** WHAT IS BEING ASKED **
Rewrite every line between the line holding "Tag one point on each instance of the pink cherry" and the end of the entries, inclusive, keeping the lines that ask for the points. Multiply each x and y coordinate in the answers by 0.4 and round to whole numbers, with halves rounded up.

** EXTRACTED MATERIAL **

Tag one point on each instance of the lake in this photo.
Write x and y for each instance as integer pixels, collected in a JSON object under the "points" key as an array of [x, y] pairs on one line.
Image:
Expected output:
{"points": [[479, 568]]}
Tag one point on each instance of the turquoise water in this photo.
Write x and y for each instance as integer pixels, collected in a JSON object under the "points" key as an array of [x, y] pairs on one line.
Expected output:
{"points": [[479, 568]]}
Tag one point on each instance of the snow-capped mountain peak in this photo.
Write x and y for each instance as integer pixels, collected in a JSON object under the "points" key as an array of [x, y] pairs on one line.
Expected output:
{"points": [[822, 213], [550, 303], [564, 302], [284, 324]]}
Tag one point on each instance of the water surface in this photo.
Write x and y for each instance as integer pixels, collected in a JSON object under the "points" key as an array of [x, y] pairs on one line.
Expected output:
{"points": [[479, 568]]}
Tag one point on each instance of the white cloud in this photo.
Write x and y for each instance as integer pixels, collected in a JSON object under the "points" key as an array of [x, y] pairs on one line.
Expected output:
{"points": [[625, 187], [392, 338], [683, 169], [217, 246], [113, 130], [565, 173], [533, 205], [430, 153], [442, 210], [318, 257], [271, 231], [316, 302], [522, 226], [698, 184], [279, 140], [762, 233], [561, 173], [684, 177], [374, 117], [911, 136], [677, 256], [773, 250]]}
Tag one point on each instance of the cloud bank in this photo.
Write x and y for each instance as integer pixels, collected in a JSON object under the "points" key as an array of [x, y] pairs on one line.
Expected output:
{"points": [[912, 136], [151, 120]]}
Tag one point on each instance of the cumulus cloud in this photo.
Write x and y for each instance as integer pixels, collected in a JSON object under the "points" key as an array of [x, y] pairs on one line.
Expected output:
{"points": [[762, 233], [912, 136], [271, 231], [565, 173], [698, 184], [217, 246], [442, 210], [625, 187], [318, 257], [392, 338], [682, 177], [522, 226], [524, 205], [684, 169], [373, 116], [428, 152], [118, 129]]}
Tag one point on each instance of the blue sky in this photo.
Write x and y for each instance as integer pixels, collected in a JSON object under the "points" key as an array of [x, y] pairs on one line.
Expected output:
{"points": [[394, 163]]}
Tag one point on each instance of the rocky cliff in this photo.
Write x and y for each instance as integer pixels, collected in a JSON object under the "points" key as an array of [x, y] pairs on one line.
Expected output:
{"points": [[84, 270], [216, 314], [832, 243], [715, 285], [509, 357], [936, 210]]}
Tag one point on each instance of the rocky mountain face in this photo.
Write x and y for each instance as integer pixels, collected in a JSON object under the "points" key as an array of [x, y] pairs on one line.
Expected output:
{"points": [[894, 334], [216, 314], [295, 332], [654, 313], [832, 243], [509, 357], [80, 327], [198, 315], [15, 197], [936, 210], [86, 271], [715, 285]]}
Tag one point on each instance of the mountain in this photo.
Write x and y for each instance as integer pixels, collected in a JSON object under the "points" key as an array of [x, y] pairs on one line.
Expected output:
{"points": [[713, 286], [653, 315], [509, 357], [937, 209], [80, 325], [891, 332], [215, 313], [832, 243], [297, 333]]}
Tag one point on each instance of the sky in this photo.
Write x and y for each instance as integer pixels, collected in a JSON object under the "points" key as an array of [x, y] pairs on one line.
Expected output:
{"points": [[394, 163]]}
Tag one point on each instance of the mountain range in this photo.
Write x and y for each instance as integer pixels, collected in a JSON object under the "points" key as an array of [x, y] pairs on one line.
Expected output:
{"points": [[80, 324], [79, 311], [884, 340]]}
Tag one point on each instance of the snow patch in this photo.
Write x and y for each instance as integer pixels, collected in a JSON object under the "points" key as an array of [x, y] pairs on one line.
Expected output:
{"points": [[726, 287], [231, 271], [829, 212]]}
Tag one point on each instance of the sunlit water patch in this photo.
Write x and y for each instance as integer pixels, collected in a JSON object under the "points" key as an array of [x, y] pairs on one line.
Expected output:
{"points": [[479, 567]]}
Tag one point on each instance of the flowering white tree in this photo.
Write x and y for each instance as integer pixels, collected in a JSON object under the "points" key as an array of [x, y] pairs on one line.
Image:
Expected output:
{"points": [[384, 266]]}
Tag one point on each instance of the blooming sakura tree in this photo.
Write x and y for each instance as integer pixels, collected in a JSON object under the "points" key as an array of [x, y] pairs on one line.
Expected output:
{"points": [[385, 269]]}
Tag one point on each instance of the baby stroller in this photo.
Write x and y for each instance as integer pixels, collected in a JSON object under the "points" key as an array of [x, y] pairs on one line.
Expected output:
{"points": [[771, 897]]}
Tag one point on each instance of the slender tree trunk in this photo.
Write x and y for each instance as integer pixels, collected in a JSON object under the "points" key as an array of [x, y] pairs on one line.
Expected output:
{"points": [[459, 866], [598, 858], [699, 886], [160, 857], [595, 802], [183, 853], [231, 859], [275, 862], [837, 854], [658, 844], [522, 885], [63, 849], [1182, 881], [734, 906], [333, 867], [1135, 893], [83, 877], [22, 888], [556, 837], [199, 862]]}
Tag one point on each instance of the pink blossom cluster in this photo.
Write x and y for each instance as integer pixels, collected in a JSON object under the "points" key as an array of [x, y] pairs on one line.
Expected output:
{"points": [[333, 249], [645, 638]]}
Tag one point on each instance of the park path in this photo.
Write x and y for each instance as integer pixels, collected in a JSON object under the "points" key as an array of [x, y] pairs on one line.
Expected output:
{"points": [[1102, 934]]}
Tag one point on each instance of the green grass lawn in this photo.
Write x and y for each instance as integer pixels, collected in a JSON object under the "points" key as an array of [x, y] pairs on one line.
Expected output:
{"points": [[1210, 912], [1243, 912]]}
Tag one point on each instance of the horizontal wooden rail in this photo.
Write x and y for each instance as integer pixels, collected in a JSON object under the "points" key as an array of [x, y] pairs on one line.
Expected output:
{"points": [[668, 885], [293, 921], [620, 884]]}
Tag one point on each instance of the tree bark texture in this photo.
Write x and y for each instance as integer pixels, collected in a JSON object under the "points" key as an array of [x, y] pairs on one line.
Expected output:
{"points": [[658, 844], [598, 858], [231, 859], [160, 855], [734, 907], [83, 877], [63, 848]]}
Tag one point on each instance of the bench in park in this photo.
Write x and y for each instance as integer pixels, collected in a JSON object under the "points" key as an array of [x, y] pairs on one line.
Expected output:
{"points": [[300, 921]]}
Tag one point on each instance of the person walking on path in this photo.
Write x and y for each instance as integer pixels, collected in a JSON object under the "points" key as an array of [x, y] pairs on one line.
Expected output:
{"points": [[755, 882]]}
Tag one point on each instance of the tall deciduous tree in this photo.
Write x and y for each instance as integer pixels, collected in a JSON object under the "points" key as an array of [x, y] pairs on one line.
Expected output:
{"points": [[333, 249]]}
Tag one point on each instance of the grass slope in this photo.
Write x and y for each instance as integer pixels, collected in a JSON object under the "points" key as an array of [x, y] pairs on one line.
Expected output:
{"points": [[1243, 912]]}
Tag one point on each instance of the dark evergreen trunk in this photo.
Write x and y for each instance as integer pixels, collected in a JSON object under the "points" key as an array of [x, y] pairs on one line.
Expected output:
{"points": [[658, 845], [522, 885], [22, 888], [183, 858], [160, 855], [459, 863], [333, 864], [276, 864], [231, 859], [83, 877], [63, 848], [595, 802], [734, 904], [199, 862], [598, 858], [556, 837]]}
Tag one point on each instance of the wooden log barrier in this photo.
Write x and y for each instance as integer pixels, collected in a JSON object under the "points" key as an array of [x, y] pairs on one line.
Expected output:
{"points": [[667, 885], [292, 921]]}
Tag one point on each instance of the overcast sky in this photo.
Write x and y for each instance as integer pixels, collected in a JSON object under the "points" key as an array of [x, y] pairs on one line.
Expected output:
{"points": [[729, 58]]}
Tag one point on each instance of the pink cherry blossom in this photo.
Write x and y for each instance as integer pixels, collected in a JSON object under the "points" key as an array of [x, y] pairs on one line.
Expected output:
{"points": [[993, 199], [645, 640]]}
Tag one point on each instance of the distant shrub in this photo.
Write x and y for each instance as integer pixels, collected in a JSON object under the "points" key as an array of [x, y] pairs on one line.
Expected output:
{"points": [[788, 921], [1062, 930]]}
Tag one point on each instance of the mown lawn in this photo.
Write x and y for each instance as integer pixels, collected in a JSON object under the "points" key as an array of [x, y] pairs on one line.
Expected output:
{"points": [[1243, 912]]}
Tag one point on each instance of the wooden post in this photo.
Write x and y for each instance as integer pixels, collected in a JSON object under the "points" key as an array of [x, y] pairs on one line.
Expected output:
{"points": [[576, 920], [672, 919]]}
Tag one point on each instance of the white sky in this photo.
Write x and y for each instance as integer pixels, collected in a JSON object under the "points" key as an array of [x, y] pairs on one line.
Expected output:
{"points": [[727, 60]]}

** PROBLEM SOLUTION **
Tag one point on each instance of the pink cherry blossom in this photo.
Write x and y for each instance as integer pixels, collected in a JSON object under the "points" key as an array of [x, y] pairs on one line.
Expected output:
{"points": [[397, 80], [258, 256]]}
Tag one point on each instance of the distant shrub in this photo.
Write x and y for each instance as integer pixels, collected in a JSON object under the "points" key as an array of [x, y] pairs on one line.
Expected output:
{"points": [[315, 368], [425, 372]]}
Tag one point on each instance of the mown lawn in this photo.
Write x and y for each instance as integer pixels, collected in a JSON object under the "points" key as an array of [x, y] pairs on one line.
Expected output:
{"points": [[497, 365]]}
Tag one point on each instance of the wooden post in this photo.
Write x and y for each instance as integer pixels, collected in a JSON object under the "points" key as an array of [x, y] pairs on one line.
Expected output:
{"points": [[230, 368], [269, 368]]}
Tag one point on each instance of the white sky in this photo.
Write x and y for each instance as integer pixels, collected in a JSON object under the "points" key as an array of [x, y] pairs on one line.
Expected output:
{"points": [[291, 24]]}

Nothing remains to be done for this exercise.